Segment Start: EXERCISE INPUTS

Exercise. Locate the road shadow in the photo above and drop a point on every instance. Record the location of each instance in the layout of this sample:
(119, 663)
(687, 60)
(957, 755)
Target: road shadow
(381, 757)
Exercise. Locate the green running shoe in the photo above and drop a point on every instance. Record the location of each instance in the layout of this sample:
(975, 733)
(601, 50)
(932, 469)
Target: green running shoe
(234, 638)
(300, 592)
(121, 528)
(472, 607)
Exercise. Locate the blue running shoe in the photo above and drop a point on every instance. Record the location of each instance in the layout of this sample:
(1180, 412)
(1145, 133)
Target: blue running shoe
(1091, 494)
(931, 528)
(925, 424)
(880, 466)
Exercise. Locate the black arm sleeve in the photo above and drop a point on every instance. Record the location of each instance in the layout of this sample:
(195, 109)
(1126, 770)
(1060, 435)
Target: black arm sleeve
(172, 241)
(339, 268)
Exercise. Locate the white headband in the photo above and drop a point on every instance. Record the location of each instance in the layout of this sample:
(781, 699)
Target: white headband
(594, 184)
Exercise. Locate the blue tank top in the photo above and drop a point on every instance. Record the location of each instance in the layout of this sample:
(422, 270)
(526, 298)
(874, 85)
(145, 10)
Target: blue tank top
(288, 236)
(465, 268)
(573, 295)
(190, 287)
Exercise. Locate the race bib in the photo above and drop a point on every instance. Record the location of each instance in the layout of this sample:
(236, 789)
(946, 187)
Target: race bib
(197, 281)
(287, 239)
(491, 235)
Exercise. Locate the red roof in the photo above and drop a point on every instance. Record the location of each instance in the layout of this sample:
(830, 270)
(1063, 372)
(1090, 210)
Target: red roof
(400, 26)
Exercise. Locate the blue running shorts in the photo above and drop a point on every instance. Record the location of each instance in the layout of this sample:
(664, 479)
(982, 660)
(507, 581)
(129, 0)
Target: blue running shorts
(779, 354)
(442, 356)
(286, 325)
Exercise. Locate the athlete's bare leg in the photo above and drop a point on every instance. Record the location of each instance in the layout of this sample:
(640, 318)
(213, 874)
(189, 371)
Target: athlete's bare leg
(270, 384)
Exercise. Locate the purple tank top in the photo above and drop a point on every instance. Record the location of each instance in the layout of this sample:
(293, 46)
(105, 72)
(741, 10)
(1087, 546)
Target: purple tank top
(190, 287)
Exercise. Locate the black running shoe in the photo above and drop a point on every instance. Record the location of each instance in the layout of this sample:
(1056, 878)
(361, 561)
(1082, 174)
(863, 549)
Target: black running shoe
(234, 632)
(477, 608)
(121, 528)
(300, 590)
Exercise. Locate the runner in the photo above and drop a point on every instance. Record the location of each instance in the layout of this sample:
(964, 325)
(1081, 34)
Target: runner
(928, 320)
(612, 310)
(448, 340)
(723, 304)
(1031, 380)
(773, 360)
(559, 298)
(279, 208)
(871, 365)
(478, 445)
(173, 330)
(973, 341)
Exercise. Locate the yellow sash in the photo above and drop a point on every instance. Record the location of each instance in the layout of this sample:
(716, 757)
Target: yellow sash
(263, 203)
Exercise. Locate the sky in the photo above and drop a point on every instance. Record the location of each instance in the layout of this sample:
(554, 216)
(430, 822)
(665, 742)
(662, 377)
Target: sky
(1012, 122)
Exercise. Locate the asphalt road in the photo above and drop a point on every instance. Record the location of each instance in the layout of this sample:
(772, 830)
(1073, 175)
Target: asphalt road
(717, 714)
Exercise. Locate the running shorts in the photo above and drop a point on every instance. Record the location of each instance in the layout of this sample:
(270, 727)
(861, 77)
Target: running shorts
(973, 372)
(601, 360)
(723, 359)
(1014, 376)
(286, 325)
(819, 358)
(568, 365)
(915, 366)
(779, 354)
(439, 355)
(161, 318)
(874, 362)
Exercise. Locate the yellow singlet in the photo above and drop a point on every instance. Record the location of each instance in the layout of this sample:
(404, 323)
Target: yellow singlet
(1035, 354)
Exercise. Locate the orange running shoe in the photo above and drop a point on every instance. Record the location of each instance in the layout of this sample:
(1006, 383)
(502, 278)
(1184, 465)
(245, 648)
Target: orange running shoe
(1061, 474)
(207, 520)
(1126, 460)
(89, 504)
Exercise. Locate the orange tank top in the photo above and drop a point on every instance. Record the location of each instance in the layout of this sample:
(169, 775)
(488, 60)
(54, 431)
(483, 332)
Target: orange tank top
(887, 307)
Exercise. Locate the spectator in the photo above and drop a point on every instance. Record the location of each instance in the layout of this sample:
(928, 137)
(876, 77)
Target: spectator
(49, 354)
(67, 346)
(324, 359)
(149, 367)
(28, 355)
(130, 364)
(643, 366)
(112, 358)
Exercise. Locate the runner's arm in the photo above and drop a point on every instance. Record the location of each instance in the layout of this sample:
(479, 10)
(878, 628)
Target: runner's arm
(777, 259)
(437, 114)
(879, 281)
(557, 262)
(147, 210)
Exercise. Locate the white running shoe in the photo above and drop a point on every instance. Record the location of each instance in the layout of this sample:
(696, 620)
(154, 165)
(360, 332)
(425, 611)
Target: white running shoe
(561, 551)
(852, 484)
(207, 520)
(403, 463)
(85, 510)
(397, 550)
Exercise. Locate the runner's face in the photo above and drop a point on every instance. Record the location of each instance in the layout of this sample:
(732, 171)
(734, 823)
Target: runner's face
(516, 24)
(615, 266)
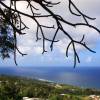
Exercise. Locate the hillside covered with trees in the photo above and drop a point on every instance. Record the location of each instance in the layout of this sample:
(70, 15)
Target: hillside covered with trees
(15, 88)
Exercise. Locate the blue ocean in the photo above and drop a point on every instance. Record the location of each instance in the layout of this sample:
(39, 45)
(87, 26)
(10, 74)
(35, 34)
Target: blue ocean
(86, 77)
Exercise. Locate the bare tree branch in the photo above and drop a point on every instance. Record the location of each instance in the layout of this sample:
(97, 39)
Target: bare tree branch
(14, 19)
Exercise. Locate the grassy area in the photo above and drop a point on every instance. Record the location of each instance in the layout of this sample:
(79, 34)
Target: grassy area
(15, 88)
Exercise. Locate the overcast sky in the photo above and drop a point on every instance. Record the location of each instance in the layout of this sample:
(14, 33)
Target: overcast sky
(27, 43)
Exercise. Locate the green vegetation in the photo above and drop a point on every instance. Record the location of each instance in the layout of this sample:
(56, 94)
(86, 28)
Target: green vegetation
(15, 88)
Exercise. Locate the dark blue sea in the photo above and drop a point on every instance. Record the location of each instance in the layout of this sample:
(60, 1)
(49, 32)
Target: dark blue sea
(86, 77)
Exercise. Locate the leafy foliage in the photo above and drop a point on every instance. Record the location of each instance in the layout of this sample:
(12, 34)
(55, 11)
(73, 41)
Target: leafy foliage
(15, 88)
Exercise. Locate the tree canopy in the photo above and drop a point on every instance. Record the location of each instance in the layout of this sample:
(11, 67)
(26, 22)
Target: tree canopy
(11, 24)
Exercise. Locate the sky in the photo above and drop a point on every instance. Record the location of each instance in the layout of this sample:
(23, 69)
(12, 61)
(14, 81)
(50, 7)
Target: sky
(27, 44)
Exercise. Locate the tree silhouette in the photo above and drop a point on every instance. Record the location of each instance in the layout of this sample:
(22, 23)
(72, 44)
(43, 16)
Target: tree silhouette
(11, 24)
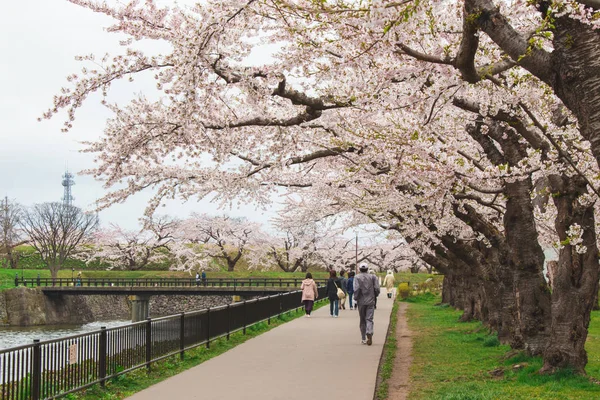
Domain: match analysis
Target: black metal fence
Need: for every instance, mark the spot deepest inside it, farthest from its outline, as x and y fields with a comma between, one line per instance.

Segment End: EXERCISE INPUTS
Segment Start: EXERCISE INPUTS

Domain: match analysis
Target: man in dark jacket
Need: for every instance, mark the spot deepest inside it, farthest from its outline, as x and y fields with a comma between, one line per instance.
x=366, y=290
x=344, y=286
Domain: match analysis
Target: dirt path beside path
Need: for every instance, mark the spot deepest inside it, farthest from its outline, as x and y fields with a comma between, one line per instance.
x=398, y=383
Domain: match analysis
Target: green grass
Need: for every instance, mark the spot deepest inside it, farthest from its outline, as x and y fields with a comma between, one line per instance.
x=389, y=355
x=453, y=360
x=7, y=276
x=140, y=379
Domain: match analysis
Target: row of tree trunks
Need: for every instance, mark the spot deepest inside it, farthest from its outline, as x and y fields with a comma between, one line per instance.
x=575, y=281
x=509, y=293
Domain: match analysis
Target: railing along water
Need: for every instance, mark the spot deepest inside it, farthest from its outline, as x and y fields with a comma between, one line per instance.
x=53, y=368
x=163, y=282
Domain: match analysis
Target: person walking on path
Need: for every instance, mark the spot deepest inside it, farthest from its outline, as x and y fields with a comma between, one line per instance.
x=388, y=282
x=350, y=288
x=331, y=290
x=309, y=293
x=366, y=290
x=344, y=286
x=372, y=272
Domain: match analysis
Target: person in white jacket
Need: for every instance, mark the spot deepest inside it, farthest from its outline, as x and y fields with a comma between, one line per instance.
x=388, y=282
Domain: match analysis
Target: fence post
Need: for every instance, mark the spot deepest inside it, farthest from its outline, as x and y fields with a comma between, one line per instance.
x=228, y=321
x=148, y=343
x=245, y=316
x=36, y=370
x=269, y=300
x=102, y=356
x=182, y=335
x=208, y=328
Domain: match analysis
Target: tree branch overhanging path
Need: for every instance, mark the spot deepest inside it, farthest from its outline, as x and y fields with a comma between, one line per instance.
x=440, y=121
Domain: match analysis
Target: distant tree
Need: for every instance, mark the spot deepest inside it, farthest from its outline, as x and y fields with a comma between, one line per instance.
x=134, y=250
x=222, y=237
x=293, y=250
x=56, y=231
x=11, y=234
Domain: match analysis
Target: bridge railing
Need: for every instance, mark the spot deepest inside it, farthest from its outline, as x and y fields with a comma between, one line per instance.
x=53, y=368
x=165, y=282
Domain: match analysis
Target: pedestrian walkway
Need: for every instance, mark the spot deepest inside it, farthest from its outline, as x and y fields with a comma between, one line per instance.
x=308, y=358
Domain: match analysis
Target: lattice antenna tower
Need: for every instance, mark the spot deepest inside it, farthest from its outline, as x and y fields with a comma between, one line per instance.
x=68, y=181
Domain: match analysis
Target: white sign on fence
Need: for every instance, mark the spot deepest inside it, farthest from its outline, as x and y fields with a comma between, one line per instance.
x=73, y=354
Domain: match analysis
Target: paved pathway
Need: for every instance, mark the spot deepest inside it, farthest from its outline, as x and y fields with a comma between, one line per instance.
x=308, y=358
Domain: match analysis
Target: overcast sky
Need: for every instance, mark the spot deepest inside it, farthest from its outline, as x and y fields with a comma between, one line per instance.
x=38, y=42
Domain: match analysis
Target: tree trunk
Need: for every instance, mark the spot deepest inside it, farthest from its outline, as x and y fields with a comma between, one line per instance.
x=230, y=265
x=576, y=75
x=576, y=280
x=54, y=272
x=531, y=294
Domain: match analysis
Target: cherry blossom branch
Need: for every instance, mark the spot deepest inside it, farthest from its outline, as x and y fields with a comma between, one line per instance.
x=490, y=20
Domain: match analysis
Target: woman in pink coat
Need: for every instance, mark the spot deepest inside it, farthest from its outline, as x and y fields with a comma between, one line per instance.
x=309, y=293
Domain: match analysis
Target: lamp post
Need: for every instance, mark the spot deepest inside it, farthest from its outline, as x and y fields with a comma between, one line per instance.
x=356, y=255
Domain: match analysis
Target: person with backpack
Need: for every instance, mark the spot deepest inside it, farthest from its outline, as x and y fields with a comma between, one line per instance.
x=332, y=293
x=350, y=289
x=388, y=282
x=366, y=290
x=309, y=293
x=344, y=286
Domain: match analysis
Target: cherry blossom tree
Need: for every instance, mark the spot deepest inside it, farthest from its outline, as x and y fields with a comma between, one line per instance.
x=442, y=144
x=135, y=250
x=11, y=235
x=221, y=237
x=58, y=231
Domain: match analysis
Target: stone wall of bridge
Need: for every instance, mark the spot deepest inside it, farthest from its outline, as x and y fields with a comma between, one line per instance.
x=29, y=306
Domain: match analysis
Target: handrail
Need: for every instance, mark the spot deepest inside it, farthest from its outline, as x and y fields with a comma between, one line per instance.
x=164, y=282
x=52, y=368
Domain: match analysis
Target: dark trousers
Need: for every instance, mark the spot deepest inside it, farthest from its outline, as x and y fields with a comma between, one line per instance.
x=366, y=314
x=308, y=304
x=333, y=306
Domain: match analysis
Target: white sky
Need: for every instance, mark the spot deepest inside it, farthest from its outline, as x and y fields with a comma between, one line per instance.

Segment End: EXERCISE INPUTS
Segment Start: EXERCISE INPUTS

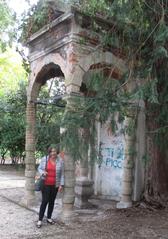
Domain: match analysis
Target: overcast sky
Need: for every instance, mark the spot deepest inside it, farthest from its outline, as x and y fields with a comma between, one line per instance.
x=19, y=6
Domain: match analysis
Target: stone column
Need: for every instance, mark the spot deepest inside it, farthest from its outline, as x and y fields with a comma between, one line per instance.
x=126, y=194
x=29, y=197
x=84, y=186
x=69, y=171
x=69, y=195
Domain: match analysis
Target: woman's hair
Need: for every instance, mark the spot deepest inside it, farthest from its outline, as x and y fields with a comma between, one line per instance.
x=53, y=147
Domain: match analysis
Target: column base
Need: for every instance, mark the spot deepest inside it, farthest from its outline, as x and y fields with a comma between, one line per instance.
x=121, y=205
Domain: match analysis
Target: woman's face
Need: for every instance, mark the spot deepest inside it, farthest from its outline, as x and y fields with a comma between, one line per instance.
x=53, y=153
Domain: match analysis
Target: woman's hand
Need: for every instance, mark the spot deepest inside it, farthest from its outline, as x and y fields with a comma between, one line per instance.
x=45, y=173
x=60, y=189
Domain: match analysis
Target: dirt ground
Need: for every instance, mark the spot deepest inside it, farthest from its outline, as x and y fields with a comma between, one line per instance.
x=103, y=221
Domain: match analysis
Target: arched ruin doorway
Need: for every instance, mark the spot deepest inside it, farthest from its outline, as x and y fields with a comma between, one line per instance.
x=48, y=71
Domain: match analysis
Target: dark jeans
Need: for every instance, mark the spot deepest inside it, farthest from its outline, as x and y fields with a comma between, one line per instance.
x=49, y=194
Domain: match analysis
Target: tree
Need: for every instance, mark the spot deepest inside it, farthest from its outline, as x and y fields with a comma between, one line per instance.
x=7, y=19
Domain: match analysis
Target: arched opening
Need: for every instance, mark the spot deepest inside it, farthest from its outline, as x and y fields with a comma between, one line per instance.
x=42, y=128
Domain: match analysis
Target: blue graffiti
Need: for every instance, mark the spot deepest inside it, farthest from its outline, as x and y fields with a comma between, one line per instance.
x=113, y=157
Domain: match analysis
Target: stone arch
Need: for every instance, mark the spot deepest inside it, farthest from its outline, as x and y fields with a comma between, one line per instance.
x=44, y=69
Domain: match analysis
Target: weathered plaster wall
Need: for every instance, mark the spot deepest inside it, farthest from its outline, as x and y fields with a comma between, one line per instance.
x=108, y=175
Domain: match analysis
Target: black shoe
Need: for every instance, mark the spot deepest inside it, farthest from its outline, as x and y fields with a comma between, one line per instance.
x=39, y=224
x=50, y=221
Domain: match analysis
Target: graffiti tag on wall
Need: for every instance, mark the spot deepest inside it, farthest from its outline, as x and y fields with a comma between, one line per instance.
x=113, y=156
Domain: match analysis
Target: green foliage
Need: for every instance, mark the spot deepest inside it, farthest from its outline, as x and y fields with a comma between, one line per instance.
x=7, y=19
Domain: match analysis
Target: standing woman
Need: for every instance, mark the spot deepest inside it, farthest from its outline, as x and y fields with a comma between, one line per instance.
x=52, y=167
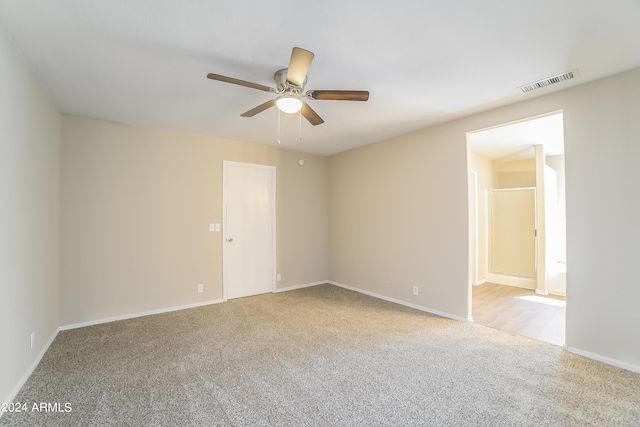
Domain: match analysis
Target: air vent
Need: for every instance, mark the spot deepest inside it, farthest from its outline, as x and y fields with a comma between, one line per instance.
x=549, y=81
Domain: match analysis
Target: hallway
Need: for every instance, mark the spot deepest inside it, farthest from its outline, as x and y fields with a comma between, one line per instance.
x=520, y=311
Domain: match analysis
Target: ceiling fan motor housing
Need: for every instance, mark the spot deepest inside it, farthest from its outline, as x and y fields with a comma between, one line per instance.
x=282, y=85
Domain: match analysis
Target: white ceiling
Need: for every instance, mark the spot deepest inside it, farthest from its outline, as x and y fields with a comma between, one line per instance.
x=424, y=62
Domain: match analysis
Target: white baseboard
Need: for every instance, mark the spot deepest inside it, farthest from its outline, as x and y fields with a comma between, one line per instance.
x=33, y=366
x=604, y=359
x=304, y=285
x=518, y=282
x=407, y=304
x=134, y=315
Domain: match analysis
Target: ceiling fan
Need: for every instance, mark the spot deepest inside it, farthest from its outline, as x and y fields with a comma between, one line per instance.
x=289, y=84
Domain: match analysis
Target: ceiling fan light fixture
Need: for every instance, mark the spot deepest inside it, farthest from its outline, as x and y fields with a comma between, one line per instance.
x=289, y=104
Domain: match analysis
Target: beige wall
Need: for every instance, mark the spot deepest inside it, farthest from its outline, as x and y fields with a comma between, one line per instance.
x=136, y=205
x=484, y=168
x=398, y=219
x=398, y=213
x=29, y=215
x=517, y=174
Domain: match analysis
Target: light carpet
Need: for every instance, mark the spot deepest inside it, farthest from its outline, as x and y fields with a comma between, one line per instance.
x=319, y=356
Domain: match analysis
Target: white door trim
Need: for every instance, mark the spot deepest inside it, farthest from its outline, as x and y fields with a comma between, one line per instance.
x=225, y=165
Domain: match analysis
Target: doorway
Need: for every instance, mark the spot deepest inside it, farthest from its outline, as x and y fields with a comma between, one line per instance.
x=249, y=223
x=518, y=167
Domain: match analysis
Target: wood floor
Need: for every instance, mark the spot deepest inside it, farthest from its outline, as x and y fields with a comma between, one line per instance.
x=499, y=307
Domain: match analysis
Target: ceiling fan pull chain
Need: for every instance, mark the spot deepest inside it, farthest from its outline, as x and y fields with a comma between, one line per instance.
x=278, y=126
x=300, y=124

Segment End: EXERCISE INPUTS

> ASSIGNMENT
Word for word, restate the lines of the listing above starting at the line with "Target: air vent" and ending at the line with "Target: beige wall", and nothing outside them.

> SOLUTION FOR THIS PROBLEM
Target: air vent
Need: for every instance, mark the spot deepest inside it, farthest from its outline, as x and y fields with a comma between, one line per instance.
x=549, y=81
Domain: match analysis
Target: hallway
Need: for every instance, mark the spot deepest inside it, farthest from its outline, as x and y fields with a comma between, one line per instance.
x=520, y=311
Domain: match analysis
Target: ceiling fan motor housing
Need: for every instance, mark the spot deepest inside it, farthest from its outline, as x and y fields with a comma between, one line per instance.
x=282, y=85
Domain: match analysis
Target: white ceiling
Need: for every instance, mark the spot deepest inside it, farthest from its outline, as x and y fields with a comma between, one line per instance.
x=424, y=62
Domain: match analysis
Target: white baseboard
Need: for every instance, mark the spot deepest inside it, farthest from its outline, as x and y fields with a comma between, one line per instance.
x=33, y=366
x=604, y=359
x=304, y=285
x=518, y=282
x=407, y=304
x=134, y=315
Domain: match analysis
Target: ceiling fan
Need: for every instance, mark the spot deepest inside it, farthest from its outline, as x and y fields with a comma between, one line per instance.
x=289, y=84
Domain: match analysis
Target: ceiling fan light fixture
Need: for every instance, mark the spot deepest inside it, farthest from its outline, as x and y fields with a comma between, one line per instance.
x=289, y=104
Domain: match analysis
Target: beige wall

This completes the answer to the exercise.